◆ GIVEN PASSAGE
────────────────

Couples Therapy & Relationship Counseling

Every relationship has its own language, its own history, and its own way of breaking down. At Anchor Psychotherapy, Bren M. Chasse, LMFT offers couples and partners of all kinds a safe, affirming, and culturally attuned space to be fully known — and to do the real work of healing, reconnecting, and growing together.

 Couples come to therapy for many reasons — persistent conflict, the aftermath of infidelity, a slow drift that's hard to name, or simply a desire to build something more solid before cracks become fractures.  Sometimes couples arrive in crisis. Sometimes they arrive quietly — without a clearly identifiable issue, but a felt sense that something in the relationship needs tending to.  Regardless of the reason, Anchor Psychotherapy is committed to meeting you where you are – with compassion, empathy, and a genuine support for whatever path forward feels most authentic to you.

EMOTIONALLY FOCUSED & ATTACHMENT BASED COUPLES THERAPY

Couples therapy at Anchor Psychotherapy is grounded in Emotionally Focused Therapy (EFT) and attachment theory. EFT operates from a deceptively simple premise: beneath most conflict is an unmet need for emotional safety and connection. When partners feel unseen or disconnected, even ordinary disagreements can harden into cycles that feel impossible to break — the same argument, the same withdrawal, the same rupture. The work is to slow those cycles down, identify what is actually happening beneath the surface, and find more honest, vulnerable ways of reaching each other.

Attachment theory provides a deeper foundation. How we learned to relate to closeness, conflict, and dependency in our earliest relationships follows us into adulthood and into partnership. Understanding your own attachment patterns — and how they interact with your partner's — is often the most clarifying shift couples experience in this work. From there, the focus turns to what brought you here: repairing ruptures, rebuilding trust, and building a relationship where both of you consistently feel seen, valued, and safe.

A woman with curly black hair and glasses holding her head, appearing distressed or in pain, lying on a bed with disheveled white bedding.

THE IMPACT OF INFIDELITY: HEALING FROM BETRAYAL & REBUILDING TRUST

Infidelity is one of the most painful experiences a relationship can endure — not only because of the betrayal itself, but because it shatters a partner’s trust, safety, and their basic sense of what was real.

From an attachment perspective, infidelity is a rupture at the deepest level. The betrayed partner often experiences symptoms that mirror trauma — intrusive thoughts, hypervigilance, grief, and a destabilized sense of self. The unfaithful partner, meanwhile, may be so consumed by guilt and shame that genuine accountability becomes difficult–only deepening the wound precisely when healing is most needed.

Rebuilding after infidelity is possible — but it requires more than a commitment to stay. It requires both partners to do something genuinely hard: to understand not just what happened, but why, and what each person needs to feel safe again. In couples therapy, that process involves rebuilding trust incrementally, deepening communication, and examining the relational dynamics that created the conditions for betrayal. Done honestly, the result is not just a repaired relationship — but one that is more conscious, more connected, and more resilient than it was before.

────────────────

(Items from a data source)

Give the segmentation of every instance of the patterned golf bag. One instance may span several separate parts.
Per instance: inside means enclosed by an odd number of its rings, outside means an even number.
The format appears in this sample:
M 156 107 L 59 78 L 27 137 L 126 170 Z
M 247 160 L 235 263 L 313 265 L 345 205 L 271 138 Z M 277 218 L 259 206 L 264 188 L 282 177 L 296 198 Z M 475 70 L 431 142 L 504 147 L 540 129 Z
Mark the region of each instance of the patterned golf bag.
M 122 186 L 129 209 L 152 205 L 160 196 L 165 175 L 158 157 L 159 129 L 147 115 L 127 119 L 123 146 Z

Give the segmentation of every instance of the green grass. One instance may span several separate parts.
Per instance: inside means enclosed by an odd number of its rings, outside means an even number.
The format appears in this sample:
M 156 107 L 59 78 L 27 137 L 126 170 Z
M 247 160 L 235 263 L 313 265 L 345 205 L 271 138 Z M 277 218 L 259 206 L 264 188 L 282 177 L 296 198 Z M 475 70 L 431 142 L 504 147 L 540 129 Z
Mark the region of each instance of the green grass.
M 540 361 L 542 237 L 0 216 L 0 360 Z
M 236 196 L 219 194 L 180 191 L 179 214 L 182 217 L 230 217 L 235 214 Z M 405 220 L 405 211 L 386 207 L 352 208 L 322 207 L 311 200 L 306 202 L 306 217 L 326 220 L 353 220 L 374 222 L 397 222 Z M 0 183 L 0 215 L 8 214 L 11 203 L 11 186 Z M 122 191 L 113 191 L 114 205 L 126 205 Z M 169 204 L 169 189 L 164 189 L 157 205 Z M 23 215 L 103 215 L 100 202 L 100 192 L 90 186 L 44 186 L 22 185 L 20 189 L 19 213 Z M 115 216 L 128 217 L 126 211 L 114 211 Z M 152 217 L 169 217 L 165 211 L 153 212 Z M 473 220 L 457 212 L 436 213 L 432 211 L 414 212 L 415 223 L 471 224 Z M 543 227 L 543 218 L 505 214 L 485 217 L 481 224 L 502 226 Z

────────────────

◆ COMPLETE THE FOLLOWING
(1) According to the couples therapy page, which symptoms does the betrayed partner often experience after infidelity? List each one.
(2) On what two foundations does the couples therapy page say couples therapy at Anchor Psychotherapy is grounded?
(3) Transcribe the couples therapy page from "Rebuilding after infidelity" up to and including "it was before.".

◆ TASK-BY-TASK RESULTS
(1)
- Intrusive thoughts
- Hypervigilance
- Grief
- A destabilized sense of self

(2) Emotionally Focused Therapy (EFT) and attachment theory.

(3)
Rebuilding after infidelity is possible — but it requires more than a commitment to stay. It requires both partners to do something genuinely hard: to understand not just what happened, but why, and what each person needs to feel safe again. In couples therapy, that process involves rebuilding trust incrementally, deepening communication, and examining the relational dynamics that created the conditions for betrayal. Done honestly, the result is not just a repaired relationship — but one that is more conscious, more connected, and more resilient than it was before.